Region outline entries
______________________________
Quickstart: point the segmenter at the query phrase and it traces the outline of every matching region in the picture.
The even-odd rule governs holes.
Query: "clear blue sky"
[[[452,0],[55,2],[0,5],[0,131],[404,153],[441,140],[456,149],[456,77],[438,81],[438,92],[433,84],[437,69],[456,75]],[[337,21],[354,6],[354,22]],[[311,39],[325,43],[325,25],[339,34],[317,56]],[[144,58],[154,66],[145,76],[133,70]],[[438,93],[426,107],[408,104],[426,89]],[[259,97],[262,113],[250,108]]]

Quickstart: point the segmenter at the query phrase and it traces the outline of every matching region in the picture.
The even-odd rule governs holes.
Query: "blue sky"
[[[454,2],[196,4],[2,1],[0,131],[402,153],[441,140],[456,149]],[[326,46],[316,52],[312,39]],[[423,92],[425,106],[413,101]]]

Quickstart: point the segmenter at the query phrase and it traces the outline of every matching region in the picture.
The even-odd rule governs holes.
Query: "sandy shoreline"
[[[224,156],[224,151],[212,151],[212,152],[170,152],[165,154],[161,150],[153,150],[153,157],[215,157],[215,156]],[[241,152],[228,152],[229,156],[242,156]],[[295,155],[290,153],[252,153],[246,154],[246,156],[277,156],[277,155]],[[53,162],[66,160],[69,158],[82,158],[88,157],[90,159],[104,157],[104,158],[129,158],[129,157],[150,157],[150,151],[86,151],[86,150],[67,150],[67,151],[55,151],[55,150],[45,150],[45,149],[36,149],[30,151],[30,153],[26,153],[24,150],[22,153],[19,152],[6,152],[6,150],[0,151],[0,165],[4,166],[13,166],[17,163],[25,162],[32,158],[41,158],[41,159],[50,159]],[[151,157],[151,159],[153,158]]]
______________________________
**Given task**
Rewrite the entries above as a CSV with the columns request and outline, one row per entry. Put each entry's full text under request and its answer under outline, with every field in double quotes and line breaks replaced by spaces.

**Exercise answer**
request,outline
"Quickstart: point the segmenter at the query phrase and it traces the outline of every matching region in the picture. The even-odd rule governs holes. Query: ""clear blue sky""","[[[452,0],[55,2],[0,5],[0,131],[404,153],[441,140],[456,149],[456,77],[438,81],[438,92],[433,84],[437,69],[456,75]],[[337,21],[354,6],[354,22]],[[311,39],[325,43],[325,25],[339,34],[317,56]],[[144,58],[154,66],[145,76],[133,70]],[[438,93],[426,107],[408,104],[426,89]],[[259,97],[262,113],[250,108]]]"
"Quickstart: point the segmenter at the query phrase and it traces the outline of every matching region in the picture. The even-odd rule governs holes. Query: ""blue sky""","[[[454,2],[196,4],[2,1],[0,131],[402,153],[441,140],[456,149]],[[326,46],[316,52],[312,39]],[[423,92],[425,106],[413,101]]]"
"Quickstart: point the segmenter at the query phrase and it traces the outline of every matching region in the picture. The even-odd rule governs holes. Query: ""sandy shoreline""","[[[224,156],[224,151],[212,151],[212,152],[170,152],[165,154],[161,150],[153,150],[153,157],[215,157],[215,156]],[[241,152],[228,152],[229,156],[242,156]],[[295,155],[290,153],[252,153],[246,154],[246,156],[277,156],[277,155]],[[53,162],[66,160],[69,158],[82,158],[88,157],[90,159],[104,157],[104,158],[129,158],[129,157],[150,157],[150,151],[86,151],[86,150],[67,150],[67,151],[55,151],[55,150],[45,150],[45,149],[36,149],[30,151],[30,153],[26,153],[24,150],[22,153],[19,152],[6,152],[6,150],[0,151],[0,165],[4,166],[13,166],[17,163],[25,162],[32,158],[41,158],[41,159],[50,159]],[[151,157],[151,159],[153,158]]]"